Document segment
------------------------------
Samuel Peter Tarry (; born 27 August 1982) is a British politician who has been the Member of Parliament (MP) for Ilford South since 2019. He is a member of the Socialist Campaign Group parliamentary caucus. On 10 October 2022 he was deselected by the Ilford South Constituency Labour Party as its candidate for the next election. He remains a member of the Labour Party.

Early life
Tarry was born in August 1982 in Westminster. The eldest son of The Revd Canon Gordon Tarry, a Church of England clergyman, he grew up on St. Andrews Road and attended Highlands Primary School in Ilford. His family later moved to Seven Kings, and Tarry completed his secondary education at St Edward's Church of England School in Romford. He acquired his first job at the age of 15 as a cleaner at Redbridge College, and later worked at Sainsbury's to help pay for his studies at University College London.

Political career 
From 2009 to 2011, Tarry was the Chair of Young Labour, the youth wing of the Labour Party.  Tarry went on to be active in anti-fascism, including working as a Community Organiser for Hope not Hate.

Tarry was a Labour Party councillor for Chadwell Heath ward, in the London Borough of Barking and Dagenham, from 2010 to 2018. Tarry was criticised for allegedly living in his home in Brighton, which is 70 miles away from his council seat in Barking and Dagenham. Tarry was investigated by police for electoral fraud in relation to this matter. Tarry was cleared by the police investigation, as he was found to own a second home in Barking and Dagenham, and therefore was legally resident in Barking and Dagenham at the time of his election.

In 2016 Tarry worked under Jon Lansman's supervision as a director of Jeremy Corbyn's successful Labour Party leadership campaign.

Tarry subsequently worked as the national political officer for the TSSA trade union, and served as the president of a thinktank, the Centre for Labour and Social Studies (CLASS).

In 2017 Tarry stood for selection to be the Labour parliamentary candidate for the Labour-held seat of Hull West and Hessle. He was the favourite to be selected, because of his relationship with Corbyn. The party instead selected Emma Hardy, a local teacher and trade union organiser.
------------------------------
Carry the article on Samuel Peter Tarry forward, starting after its last sentence about Emma Hardy's selection.

Data provided
------------------------------
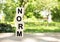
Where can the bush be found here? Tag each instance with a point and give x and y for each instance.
(6, 28)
------------------------------
Solved exercise
In 2019 Tarry stood for selection to be the Labour parliamentary candidate for the seat of Ilford South, previously held by the Labour MP Mike Gapes. His campaign was jointly run by GMB and Momentum. On 4 October 2019, the evening before members were due to vote, a rival candidate, Redbridge Council leader Jas Athwal, was suspended from the party over an allegation of sexual harassment. On 22 October 2019, after a postponement of the vote, and with Athwal ineligible due to his suspension, Tarry was selected. Athwal was subsequently cleared of any wrongdoing.

Parliamentary career
Tarry was elected to represent Ilford South at the 2019 general election with a majority of 24,101 votes. It has been a safe seat for the Labour Party since 1997.

Tarry was appointed to the Transport Select Committee, on which he has been credited as being a "passionate advocate for public ownership". In this role, he called for introduction of a death in service payment scheme for London transport workers. He also joined the Socialist Campaign Group of left-wing Labour MPs.

Tarry said in 2019 that "There are people associated with the Labour Party who have sought to exploit the issue [of antisemitism] just because they don't agree with Jeremy Corbyn over an issue of foreign policy." The Jewish Labour Movement criticised this remark as underplaying the issue of antisemitism in the Labour Party under Jeremy Corbyn. In response Tarry said that he was "clearly referring" to Mike Gapes who held the seat prior to himself. He further stated, "As someone who has worked with many interfaith groups and organisations, including Searchlight and Hope not Hate, specifically to fight antisemitism and racism, this is something I care deeply about and would never seek to downplay."

During the 2020 Labour leadership election campaign Tarry said that Keir Starmer would have to show how he would appeal to northern seats that had abandoned Labour, given that he was a "North London lawyer" and had opposed Brexit. Tarry subsequently supported Rebecca Long-Bailey in the leadership contest.

From April 2020 until January 2021 was a Parliamentary Private Secretary to Ed Miliband in the Shadow Business, Energy and Industrial Strategy team, and as part of the parliamentary team of Angela Rayner, Deputy Leader of the Labour Party, when he was appointed to the role of Shadow Minister for Buses and Local Transport.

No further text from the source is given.